## Source:
** Start **
Thursday, 22 August 2013

Diversity in education, four very different children

One of the nice things about having four such different children is gaining a sense of perspective.  I often hear (or read) parents espousing one particular way of doing something as the best, or only, way.  As far as I can see, life is never that black and white - it is lived in the shades of grey in between.  I almost called this blog "parenting in shades of grey", but recently that would have taken on a whole new meaning . . .

At the start of August A (now 6) decided it was high time she learned to read.  She has known most of the letter names and their "typical" sounds for a while, but the task of putting that knowledge into practice seemed too hard (in her opinion).  A while ago I bought a set of synthetic phonics books (from the Book People) - Read Write Inc by Ruth Miskin.  A had been stuck on the first book of the first level, having shown a brief flare of interest when the parcel arrived, but not wanting to put any effort in.  Suddenly, on August 1st, she decided it was time . . . now here we are three weeks later and she has read twenty stories in level one, ten in level two, five in level three and the first of level four.

She learned the phonemes (sounds) by a lot of hard work, but the putting them together has come easily - once she was ready.  It would be really easy to extrapolate from this that - as a family - we use a synthetic phonics program and lots of practice.  But that's just how A has done it . . .

Go back ten years, to when L was learning, and you will find we did things differently.  Sort of.  We started with letter sounds workbooks, but nothing ever stuck, we tried phonics based reading books, but it was not working.  We tried "Peter and Jane" books - which use a whole word recognition system - but that got us nowhere.  We tried words stuck to things . . . that didn't work either.  I looked at reading schemes, phonics programmes, high frequency word lists, THRASS work, none of them seemed to have helped.  But in the end each of them did help - a little.  L is dyslexic, and he found matching the sounds to the letters hard work.  Some how - through years of picking away at it, he learned.  Each system added a tiny bit to his understanding, and eventually he managed to work it all out.  Now at 14 1/2 L likes to read national Geographic and Focus - he likes non-fiction, and cutting edge knowledge.
** End **
Labels for object points
** Start **
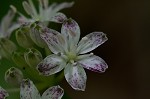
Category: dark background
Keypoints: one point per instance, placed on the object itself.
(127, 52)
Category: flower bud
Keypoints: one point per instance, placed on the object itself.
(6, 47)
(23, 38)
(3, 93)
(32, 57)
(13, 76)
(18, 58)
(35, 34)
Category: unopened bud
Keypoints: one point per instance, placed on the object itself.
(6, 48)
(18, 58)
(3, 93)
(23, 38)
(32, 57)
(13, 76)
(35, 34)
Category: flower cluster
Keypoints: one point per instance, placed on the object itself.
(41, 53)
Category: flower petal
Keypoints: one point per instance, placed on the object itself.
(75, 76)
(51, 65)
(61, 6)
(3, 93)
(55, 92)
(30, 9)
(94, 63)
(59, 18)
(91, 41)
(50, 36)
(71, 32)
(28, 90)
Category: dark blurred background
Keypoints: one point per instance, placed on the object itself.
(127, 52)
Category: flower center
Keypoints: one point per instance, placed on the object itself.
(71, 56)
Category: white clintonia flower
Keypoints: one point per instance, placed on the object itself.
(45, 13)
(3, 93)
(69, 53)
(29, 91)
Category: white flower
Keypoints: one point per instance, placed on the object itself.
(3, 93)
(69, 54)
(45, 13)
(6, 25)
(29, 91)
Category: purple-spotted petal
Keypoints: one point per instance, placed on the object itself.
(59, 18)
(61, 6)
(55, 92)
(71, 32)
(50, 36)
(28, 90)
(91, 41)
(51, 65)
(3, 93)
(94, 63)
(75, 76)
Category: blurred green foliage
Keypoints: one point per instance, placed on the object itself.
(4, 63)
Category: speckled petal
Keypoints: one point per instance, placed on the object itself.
** End **
## Exercise:
Copy out the full blog post about educating four very different children, word for word.

## The solution:
Thursday, 22 August 2013

Diversity in education, four very different children

One of the nice things about having four such different children is gaining a sense of perspective.  I often hear (or read) parents espousing one particular way of doing something as the best, or only, way.  As far as I can see, life is never that black and white - it is lived in the shades of grey in between.  I almost called this blog "parenting in shades of grey", but recently that would have taken on a whole new meaning . . .

At the start of August A (now 6) decided it was high time she learned to read.  She has known most of the letter names and their "typical" sounds for a while, but the task of putting that knowledge into practice seemed too hard (in her opinion).  A while ago I bought a set of synthetic phonics books (from the Book People) - Read Write Inc by Ruth Miskin.  A had been stuck on the first book of the first level, having shown a brief flare of interest when the parcel arrived, but not wanting to put any effort in.  Suddenly, on August 1st, she decided it was time . . . now here we are three weeks later and she has read twenty stories in level one, ten in level two, five in level three and the first of level four.

She learned the phonemes (sounds) by a lot of hard work, but the putting them together has come easily - once she was ready.  It would be really easy to extrapolate from this that - as a family - we use a synthetic phonics program and lots of practice.  But that's just how A has done it . . .

Go back ten years, to when L was learning, and you will find we did things differently.  Sort of.  We started with letter sounds workbooks, but nothing ever stuck, we tried phonics based reading books, but it was not working.  We tried "Peter and Jane" books - which use a whole word recognition system - but that got us nowhere.  We tried words stuck to things . . . that didn't work either.  I looked at reading schemes, phonics programmes, high frequency word lists, THRASS work, none of them seemed to have helped.  But in the end each of them did help - a little.  L is dyslexic, and he found matching the sounds to the letters hard work.  Some how - through years of picking away at it, he learned.  Each system added a tiny bit to his understanding, and eventually he managed to work it all out.  Now at 14 1/2 L likes to read national Geographic and Focus - he likes non-fiction, and cutting edge knowledge.